# Brief
The records below are to be repeated in full, exactly as they are.

Exercise inputs Start Marker

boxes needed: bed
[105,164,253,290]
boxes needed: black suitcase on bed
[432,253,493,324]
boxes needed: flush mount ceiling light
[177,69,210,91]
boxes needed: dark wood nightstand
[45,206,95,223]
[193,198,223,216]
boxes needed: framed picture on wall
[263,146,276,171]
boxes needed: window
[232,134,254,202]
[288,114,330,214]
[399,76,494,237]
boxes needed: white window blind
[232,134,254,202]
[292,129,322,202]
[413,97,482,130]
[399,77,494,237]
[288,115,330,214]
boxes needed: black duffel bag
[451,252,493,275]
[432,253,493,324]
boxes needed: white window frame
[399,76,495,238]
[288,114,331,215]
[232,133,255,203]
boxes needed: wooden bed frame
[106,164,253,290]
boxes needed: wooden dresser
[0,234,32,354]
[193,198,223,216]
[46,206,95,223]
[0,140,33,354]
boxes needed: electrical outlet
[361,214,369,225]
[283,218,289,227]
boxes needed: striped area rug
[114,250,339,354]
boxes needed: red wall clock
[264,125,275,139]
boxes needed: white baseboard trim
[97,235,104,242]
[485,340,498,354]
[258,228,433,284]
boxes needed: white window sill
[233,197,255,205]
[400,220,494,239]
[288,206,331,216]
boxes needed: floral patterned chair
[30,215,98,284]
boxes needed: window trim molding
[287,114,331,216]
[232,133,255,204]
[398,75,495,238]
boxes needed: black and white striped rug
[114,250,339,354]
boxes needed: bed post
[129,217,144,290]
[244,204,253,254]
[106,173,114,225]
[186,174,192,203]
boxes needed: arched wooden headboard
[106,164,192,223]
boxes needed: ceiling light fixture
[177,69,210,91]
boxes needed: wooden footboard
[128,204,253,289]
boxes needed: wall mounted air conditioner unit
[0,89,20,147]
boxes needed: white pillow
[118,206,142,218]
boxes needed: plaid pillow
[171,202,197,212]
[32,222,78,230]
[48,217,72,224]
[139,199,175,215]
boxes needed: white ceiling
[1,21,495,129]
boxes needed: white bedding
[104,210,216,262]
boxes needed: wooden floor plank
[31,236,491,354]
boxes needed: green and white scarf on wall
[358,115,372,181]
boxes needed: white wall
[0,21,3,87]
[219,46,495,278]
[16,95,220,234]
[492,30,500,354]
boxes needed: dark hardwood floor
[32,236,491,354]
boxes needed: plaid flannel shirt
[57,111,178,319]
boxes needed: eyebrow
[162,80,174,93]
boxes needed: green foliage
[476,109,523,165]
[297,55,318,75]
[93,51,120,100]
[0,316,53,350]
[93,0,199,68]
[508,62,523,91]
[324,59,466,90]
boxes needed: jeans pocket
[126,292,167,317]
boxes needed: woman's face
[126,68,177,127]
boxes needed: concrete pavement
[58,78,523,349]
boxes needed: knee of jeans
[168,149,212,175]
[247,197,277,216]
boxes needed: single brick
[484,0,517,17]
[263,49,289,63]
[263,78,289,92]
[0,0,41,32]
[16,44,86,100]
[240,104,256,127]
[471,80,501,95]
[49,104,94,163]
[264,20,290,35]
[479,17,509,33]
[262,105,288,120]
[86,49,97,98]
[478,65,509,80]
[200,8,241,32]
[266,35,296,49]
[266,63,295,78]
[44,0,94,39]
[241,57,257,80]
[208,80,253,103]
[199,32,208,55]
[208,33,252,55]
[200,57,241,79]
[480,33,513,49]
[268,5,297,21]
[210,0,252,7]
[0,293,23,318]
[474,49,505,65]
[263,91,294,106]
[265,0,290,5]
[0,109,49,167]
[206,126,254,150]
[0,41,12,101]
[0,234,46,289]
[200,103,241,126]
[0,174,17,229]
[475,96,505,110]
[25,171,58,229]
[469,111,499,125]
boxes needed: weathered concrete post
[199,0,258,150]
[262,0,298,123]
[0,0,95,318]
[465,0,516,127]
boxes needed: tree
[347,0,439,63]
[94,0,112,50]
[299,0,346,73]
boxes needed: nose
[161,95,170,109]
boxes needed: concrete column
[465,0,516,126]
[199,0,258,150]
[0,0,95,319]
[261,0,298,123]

Exercise inputs End Marker

# Exercise answer
boxes needed: bed
[105,164,253,290]
boxes needed: black suitcase on bed
[432,253,493,324]
boxes needed: flush mount ceiling light
[177,69,210,91]
boxes needed: dark wood nightstand
[45,206,95,223]
[193,198,223,216]
boxes needed: framed picture on wall
[263,146,276,171]
boxes needed: window
[232,134,254,202]
[288,114,330,214]
[399,76,494,237]
boxes needed: white window blind
[232,134,254,202]
[292,129,322,202]
[413,97,482,130]
[399,77,494,237]
[288,115,330,214]
boxes needed: black duffel bag
[451,252,493,275]
[432,253,493,324]
boxes needed: white window frame
[399,76,495,238]
[288,114,331,215]
[232,133,255,203]
boxes needed: wooden bed frame
[106,164,253,290]
boxes needed: wooden dresser
[0,234,32,354]
[193,198,223,216]
[46,206,95,223]
[0,140,33,354]
boxes needed: electrical outlet
[361,214,369,225]
[283,218,289,227]
boxes needed: striped area rug
[114,250,339,354]
boxes needed: red wall clock
[264,125,275,139]
boxes needed: white baseboard trim
[97,235,104,242]
[485,340,498,354]
[258,228,433,284]
boxes needed: white window sill
[233,197,255,205]
[400,220,494,239]
[288,206,331,216]
boxes needed: floral patterned chair
[30,215,98,284]
boxes needed: window trim molding
[287,114,331,216]
[232,133,255,204]
[398,75,495,238]
boxes needed: black and white striped rug
[114,250,339,354]
boxes needed: bed post
[129,217,144,290]
[244,204,253,254]
[106,173,114,225]
[186,174,192,203]
boxes needed: arched wooden headboard
[106,164,192,223]
boxes needed: ceiling light fixture
[177,69,210,91]
boxes needed: wooden footboard
[128,204,253,289]
boxes needed: wall mounted air conditioner unit
[0,89,20,147]
boxes needed: white pillow
[118,206,142,218]
boxes needed: plaid pillow
[171,202,197,212]
[32,222,78,230]
[48,217,72,224]
[139,199,175,215]
boxes needed: white ceiling
[1,21,495,129]
boxes needed: white bedding
[104,210,216,262]
boxes needed: wooden floor plank
[31,236,491,354]
boxes needed: green and white scarf on wall
[358,115,372,181]
boxes needed: white wall
[0,21,3,87]
[219,46,495,278]
[16,95,220,234]
[492,30,500,354]
boxes needed: dark hardwood floor
[32,236,491,354]
boxes needed: plaid flannel shirt
[57,111,178,319]
boxes needed: eyebrow
[162,80,174,93]
boxes needed: green foliage
[476,109,523,165]
[297,55,318,75]
[93,51,120,100]
[0,316,53,350]
[93,0,199,68]
[508,62,523,91]
[324,59,466,90]
boxes needed: jeans pocket
[126,292,167,317]
boxes needed: woman's face
[126,68,177,127]
boxes needed: concrete pavement
[58,78,523,349]
boxes needed: knee of jeans
[168,149,212,175]
[247,197,277,216]
boxes needed: single brick
[484,0,517,17]
[263,49,289,63]
[263,78,289,92]
[0,0,41,32]
[16,44,86,100]
[240,104,256,127]
[471,80,501,95]
[49,104,94,163]
[264,20,290,35]
[479,17,509,33]
[262,105,288,120]
[86,49,97,98]
[478,65,509,80]
[200,8,241,32]
[266,35,296,49]
[266,63,295,78]
[44,0,94,39]
[241,57,257,80]
[208,80,253,103]
[199,32,208,55]
[208,33,252,55]
[200,57,241,79]
[480,33,513,49]
[268,5,297,21]
[210,0,252,7]
[0,293,23,318]
[474,49,505,65]
[263,91,294,106]
[265,0,290,5]
[0,109,49,167]
[206,126,254,150]
[0,41,12,101]
[0,234,46,289]
[200,103,241,126]
[0,174,17,229]
[475,96,505,110]
[25,171,58,229]
[469,111,499,125]
boxes needed: weathered concrete post
[199,0,258,150]
[262,0,298,123]
[0,0,95,318]
[465,0,516,127]
boxes needed: tree
[347,0,439,63]
[94,0,112,50]
[299,0,346,73]
boxes needed: nose
[161,95,170,109]
boxes needed: concrete column
[465,0,516,126]
[199,0,258,150]
[0,0,95,319]
[261,0,298,123]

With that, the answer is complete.